● **WORK INSTRUCTIONS**:
The task requires restating, word for word, the lines of the entries below from the one containing "Subject = stream" through the final one, both included.

++++ DATASET CONTENT

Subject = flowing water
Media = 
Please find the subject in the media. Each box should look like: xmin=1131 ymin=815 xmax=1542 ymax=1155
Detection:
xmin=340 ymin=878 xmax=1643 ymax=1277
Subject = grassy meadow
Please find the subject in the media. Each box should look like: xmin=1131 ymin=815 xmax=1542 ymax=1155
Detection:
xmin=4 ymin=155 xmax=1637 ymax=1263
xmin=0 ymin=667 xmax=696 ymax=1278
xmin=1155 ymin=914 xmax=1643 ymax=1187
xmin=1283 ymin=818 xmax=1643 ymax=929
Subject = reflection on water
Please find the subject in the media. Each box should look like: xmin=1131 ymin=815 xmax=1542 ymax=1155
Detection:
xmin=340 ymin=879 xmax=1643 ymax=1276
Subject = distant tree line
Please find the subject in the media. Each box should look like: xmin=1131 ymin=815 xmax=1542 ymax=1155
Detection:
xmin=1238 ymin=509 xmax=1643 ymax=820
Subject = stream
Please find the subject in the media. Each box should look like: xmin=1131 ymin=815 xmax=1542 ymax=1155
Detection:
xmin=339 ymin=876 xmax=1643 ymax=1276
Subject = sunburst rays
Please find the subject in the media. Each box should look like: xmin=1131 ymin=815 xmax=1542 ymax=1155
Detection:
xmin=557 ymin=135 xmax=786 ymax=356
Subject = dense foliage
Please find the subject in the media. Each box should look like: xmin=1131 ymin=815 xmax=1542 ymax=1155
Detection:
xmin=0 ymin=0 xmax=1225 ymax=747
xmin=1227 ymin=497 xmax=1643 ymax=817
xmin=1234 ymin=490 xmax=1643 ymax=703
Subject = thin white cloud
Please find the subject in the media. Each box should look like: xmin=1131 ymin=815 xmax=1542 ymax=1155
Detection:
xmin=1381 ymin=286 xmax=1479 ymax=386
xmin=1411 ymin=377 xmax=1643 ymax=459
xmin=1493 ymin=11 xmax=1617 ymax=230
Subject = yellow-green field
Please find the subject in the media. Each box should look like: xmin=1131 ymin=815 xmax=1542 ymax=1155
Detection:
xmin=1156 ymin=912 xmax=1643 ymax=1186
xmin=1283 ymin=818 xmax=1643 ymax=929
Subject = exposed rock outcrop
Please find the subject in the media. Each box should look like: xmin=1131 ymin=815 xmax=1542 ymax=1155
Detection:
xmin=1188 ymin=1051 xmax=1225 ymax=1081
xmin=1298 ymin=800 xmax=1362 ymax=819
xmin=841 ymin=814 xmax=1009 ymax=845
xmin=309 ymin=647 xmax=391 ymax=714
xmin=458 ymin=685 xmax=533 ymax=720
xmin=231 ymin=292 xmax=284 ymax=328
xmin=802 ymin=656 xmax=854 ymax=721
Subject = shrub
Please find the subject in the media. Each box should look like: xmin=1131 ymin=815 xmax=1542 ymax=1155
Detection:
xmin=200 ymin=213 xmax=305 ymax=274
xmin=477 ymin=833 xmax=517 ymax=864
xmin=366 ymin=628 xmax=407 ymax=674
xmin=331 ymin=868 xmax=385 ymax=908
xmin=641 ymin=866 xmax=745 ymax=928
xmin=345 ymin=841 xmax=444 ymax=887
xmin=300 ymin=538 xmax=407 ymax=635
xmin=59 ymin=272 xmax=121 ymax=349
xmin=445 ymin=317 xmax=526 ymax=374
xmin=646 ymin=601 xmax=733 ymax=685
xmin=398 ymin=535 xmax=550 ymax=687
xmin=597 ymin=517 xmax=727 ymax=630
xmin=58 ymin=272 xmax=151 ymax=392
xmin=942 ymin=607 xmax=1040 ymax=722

++++++++

● **SOLUTION TO THIS EXERCISE**:
Subject = stream
Please find the subject in the media. Each box should look like: xmin=1131 ymin=815 xmax=1542 ymax=1155
Detection:
xmin=339 ymin=876 xmax=1643 ymax=1276
Subject = sunburst rays
Please find the subject in the media. Each box should look like: xmin=1131 ymin=815 xmax=1542 ymax=1155
Detection:
xmin=557 ymin=135 xmax=786 ymax=356
Subject = dense foliage
Please find the subject in the media. Each box should look like: xmin=1131 ymin=815 xmax=1542 ymax=1155
Detection:
xmin=0 ymin=0 xmax=1225 ymax=747
xmin=1227 ymin=497 xmax=1643 ymax=817
xmin=1234 ymin=490 xmax=1643 ymax=703
Subject = thin white cloud
Please find the subject in the media. Each box should look like: xmin=1131 ymin=815 xmax=1542 ymax=1155
Detection:
xmin=1381 ymin=286 xmax=1479 ymax=386
xmin=1411 ymin=377 xmax=1643 ymax=459
xmin=1493 ymin=11 xmax=1617 ymax=230
Subject = yellow-green field
Please find the subject in the media. Each box should look like: xmin=1131 ymin=815 xmax=1542 ymax=1155
Detection:
xmin=1156 ymin=912 xmax=1643 ymax=1186
xmin=1283 ymin=818 xmax=1643 ymax=929
Subject = exposed rock outcrop
Please find the subject in the media. Each box should look like: xmin=1131 ymin=815 xmax=1542 ymax=1155
Detection:
xmin=1188 ymin=1051 xmax=1225 ymax=1081
xmin=1298 ymin=800 xmax=1362 ymax=819
xmin=841 ymin=814 xmax=1009 ymax=845
xmin=309 ymin=647 xmax=391 ymax=714
xmin=458 ymin=685 xmax=533 ymax=720
xmin=231 ymin=292 xmax=284 ymax=328
xmin=802 ymin=656 xmax=854 ymax=721
Subject = shrub
Please find the subject in the media. Each box should look like: xmin=1131 ymin=815 xmax=1542 ymax=1155
Detection:
xmin=200 ymin=213 xmax=305 ymax=274
xmin=477 ymin=833 xmax=517 ymax=864
xmin=366 ymin=628 xmax=407 ymax=674
xmin=331 ymin=868 xmax=385 ymax=908
xmin=641 ymin=866 xmax=745 ymax=928
xmin=345 ymin=841 xmax=444 ymax=887
xmin=300 ymin=538 xmax=407 ymax=635
xmin=59 ymin=272 xmax=121 ymax=349
xmin=445 ymin=317 xmax=526 ymax=374
xmin=646 ymin=601 xmax=733 ymax=685
xmin=398 ymin=535 xmax=550 ymax=687
xmin=597 ymin=517 xmax=727 ymax=630
xmin=58 ymin=272 xmax=151 ymax=392
xmin=942 ymin=607 xmax=1040 ymax=722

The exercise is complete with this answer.